**Task list**.
a) Copy the part of the opioid prescribing article starting with "GPs in England" and going on through "opioid painkillers irresponsibly.".
b) Proceed with the article on opioid prescribing in England, picking up right after its last sentence.

The Royal College of GPs said doctors would not prescribe opioid painkillers as a “quick fix”. Opioids such as morphine, tramadol and fentanyl are super-strength painkillers, which can be highly addictive and can kill if misused.

An investigation by BBC News has found:

More than two million working age people in England are estimated to have taken a prescription painkiller that was not prescribed for them in 2016-17.

GPs in England prescribed 23.8 million opioid-based painkillers in 2017, the equivalent of 2,700 items every hour.

This was 10 million more prescriptions than in 2007.

The prescribing rate of opioid painkillers in parts of northern England is four times higher than in London.

The Royal College of GPs said doctors would not prescribe opioid painkillers irresponsibly.

“GPs take prescribing any medication incredibly seriously and will never prescribe opioids as a ‘quick fix’,” said chairwoman Professor Helen Stokes-Lampard.

**Record set**.

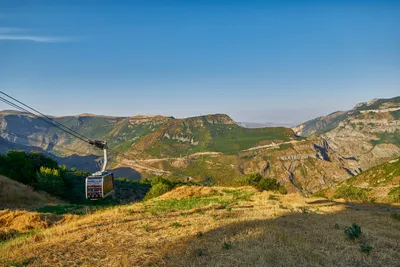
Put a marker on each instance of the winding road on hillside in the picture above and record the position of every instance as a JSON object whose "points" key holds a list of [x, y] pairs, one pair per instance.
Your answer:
{"points": [[138, 164]]}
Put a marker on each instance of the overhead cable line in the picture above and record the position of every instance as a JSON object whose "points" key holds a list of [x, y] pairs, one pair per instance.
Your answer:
{"points": [[42, 118], [50, 119], [29, 138]]}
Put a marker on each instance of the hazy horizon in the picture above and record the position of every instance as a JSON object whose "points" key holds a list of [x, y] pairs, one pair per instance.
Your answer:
{"points": [[258, 61]]}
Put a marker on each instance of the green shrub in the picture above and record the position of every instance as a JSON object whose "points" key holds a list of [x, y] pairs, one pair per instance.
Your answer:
{"points": [[394, 195], [227, 245], [282, 190], [366, 249], [353, 231], [176, 224], [395, 216], [272, 197], [50, 180], [158, 190], [159, 179], [261, 183], [268, 184], [353, 193]]}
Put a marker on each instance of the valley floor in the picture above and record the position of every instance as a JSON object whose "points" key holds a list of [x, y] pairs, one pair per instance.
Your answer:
{"points": [[216, 227]]}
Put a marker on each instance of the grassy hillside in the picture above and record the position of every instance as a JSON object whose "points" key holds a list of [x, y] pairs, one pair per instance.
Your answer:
{"points": [[217, 227], [325, 124], [206, 133], [154, 136], [17, 195], [380, 183]]}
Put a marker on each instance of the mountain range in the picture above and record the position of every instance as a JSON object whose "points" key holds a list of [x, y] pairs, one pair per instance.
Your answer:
{"points": [[312, 156]]}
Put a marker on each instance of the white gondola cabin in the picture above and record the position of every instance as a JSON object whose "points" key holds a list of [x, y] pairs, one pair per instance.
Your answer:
{"points": [[100, 184]]}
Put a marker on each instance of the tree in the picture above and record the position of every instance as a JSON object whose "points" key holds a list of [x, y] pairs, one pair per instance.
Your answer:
{"points": [[50, 180]]}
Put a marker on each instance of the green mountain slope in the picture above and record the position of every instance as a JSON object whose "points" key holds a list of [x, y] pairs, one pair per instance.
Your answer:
{"points": [[380, 183]]}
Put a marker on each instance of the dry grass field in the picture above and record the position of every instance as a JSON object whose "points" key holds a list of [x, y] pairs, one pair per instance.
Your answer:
{"points": [[194, 226]]}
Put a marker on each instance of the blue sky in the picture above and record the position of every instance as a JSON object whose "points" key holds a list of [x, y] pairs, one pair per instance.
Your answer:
{"points": [[261, 61]]}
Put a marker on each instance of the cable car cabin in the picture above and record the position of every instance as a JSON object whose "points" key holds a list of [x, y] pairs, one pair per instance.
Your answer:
{"points": [[99, 185]]}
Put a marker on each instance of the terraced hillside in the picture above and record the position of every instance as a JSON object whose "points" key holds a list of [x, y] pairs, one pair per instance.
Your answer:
{"points": [[314, 156], [143, 136]]}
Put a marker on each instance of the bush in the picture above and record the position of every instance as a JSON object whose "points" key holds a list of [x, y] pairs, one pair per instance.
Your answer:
{"points": [[268, 184], [261, 183], [366, 249], [353, 231], [50, 180], [353, 193], [157, 190], [394, 195]]}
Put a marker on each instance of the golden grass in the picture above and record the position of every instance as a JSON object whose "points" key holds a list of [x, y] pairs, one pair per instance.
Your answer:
{"points": [[16, 195], [285, 230]]}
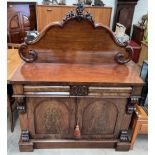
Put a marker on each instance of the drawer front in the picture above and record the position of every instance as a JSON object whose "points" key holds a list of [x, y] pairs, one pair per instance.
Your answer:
{"points": [[78, 90]]}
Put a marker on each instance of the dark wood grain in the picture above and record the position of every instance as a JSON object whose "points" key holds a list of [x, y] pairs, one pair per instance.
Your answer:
{"points": [[77, 73], [77, 84], [74, 41]]}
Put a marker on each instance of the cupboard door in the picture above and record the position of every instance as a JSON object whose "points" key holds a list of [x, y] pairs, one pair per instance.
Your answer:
{"points": [[51, 117], [100, 118]]}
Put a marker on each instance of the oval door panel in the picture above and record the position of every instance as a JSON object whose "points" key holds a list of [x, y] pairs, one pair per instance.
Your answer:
{"points": [[99, 118], [51, 117]]}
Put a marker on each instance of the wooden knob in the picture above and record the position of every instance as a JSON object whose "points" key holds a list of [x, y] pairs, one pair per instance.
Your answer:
{"points": [[49, 9]]}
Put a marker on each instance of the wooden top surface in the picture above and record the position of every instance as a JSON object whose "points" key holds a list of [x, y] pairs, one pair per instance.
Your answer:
{"points": [[72, 6], [65, 73], [13, 61]]}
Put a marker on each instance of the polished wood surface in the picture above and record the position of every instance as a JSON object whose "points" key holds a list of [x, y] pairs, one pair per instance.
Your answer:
{"points": [[77, 73], [74, 41], [76, 88], [47, 14], [13, 62]]}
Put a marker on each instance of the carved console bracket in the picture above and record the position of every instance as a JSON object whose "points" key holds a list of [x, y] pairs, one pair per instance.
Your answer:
{"points": [[79, 15], [78, 90], [25, 136], [77, 132], [123, 58], [26, 54], [131, 104], [21, 107], [124, 136]]}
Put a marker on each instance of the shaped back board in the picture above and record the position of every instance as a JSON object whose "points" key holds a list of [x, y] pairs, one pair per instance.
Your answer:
{"points": [[77, 39]]}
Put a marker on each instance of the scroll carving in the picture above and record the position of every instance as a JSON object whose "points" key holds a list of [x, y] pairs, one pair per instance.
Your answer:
{"points": [[21, 107], [131, 104], [25, 136], [80, 14], [30, 50], [27, 55], [124, 136], [121, 58], [78, 90]]}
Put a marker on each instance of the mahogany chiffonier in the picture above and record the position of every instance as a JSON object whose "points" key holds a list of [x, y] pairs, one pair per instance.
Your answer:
{"points": [[76, 88]]}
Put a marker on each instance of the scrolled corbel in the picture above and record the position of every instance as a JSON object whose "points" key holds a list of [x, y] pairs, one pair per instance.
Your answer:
{"points": [[122, 58], [131, 104], [21, 106], [27, 55]]}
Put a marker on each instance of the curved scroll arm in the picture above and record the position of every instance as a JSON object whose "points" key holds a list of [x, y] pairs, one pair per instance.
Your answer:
{"points": [[121, 58], [28, 56]]}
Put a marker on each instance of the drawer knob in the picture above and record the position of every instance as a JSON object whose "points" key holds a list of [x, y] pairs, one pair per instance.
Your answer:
{"points": [[49, 9]]}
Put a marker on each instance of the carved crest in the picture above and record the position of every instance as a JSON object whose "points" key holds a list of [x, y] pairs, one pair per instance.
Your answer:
{"points": [[80, 14], [97, 38]]}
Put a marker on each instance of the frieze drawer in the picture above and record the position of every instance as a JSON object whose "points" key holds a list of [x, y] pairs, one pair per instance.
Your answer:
{"points": [[78, 90]]}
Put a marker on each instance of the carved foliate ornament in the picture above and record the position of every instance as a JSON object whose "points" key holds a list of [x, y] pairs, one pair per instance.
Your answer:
{"points": [[124, 137], [79, 14], [130, 108], [25, 136], [21, 107], [78, 90]]}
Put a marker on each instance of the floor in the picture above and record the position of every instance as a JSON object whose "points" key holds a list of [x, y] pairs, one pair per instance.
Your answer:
{"points": [[140, 148]]}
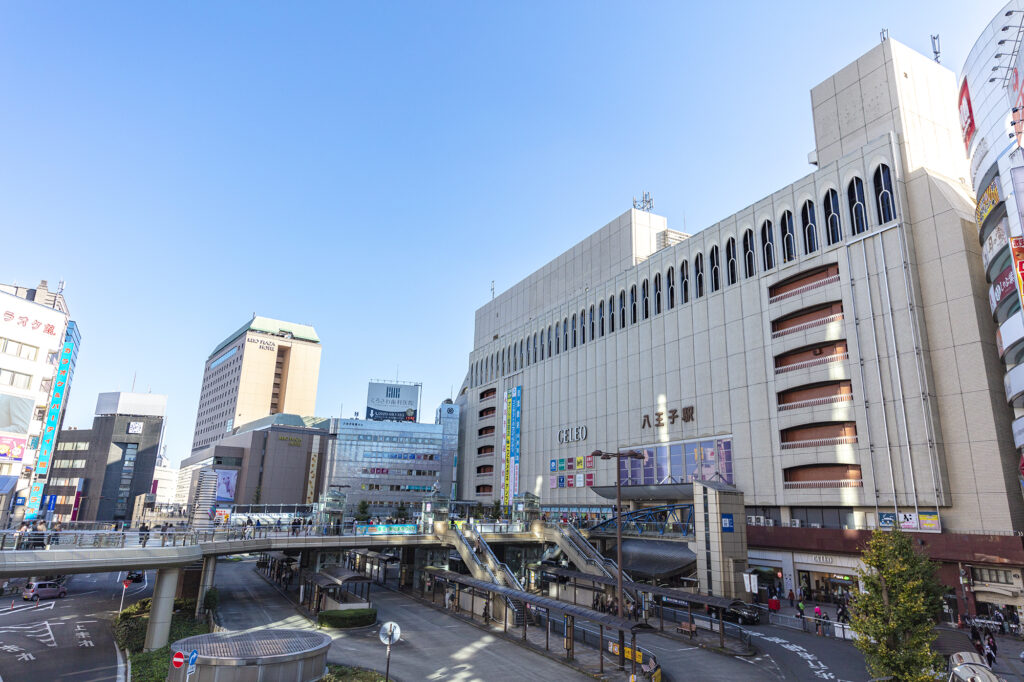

**Exercise answers**.
a)
GPs in England prescribed 23.8 million opioid-based painkillers in 2017, the equivalent of 2,700 items every hour.

This was 10 million more prescriptions than in 2007.

The prescribing rate of opioid painkillers in parts of northern England is four times higher than in London.

The Royal College of GPs said doctors would not prescribe opioid painkillers irresponsibly.

b)
“GPs will continue to work closely with patients in chronic pain by inviting them for regular medication reviews, and prescribing opioids when they are deemed to be the best treatment option, at the lowest possible dose for the shortest possible time.”

An NHS England spokesman said: “GPs and other health professionals make decisions about what, if any, medication to prescribe based on each individual patient’s specific condition and circumstances. GPs and hospitals are working to ensure every prescription is both safe and effective, and the Care Quality Commission can investigate instances where these drugs appear to be given too frequently.”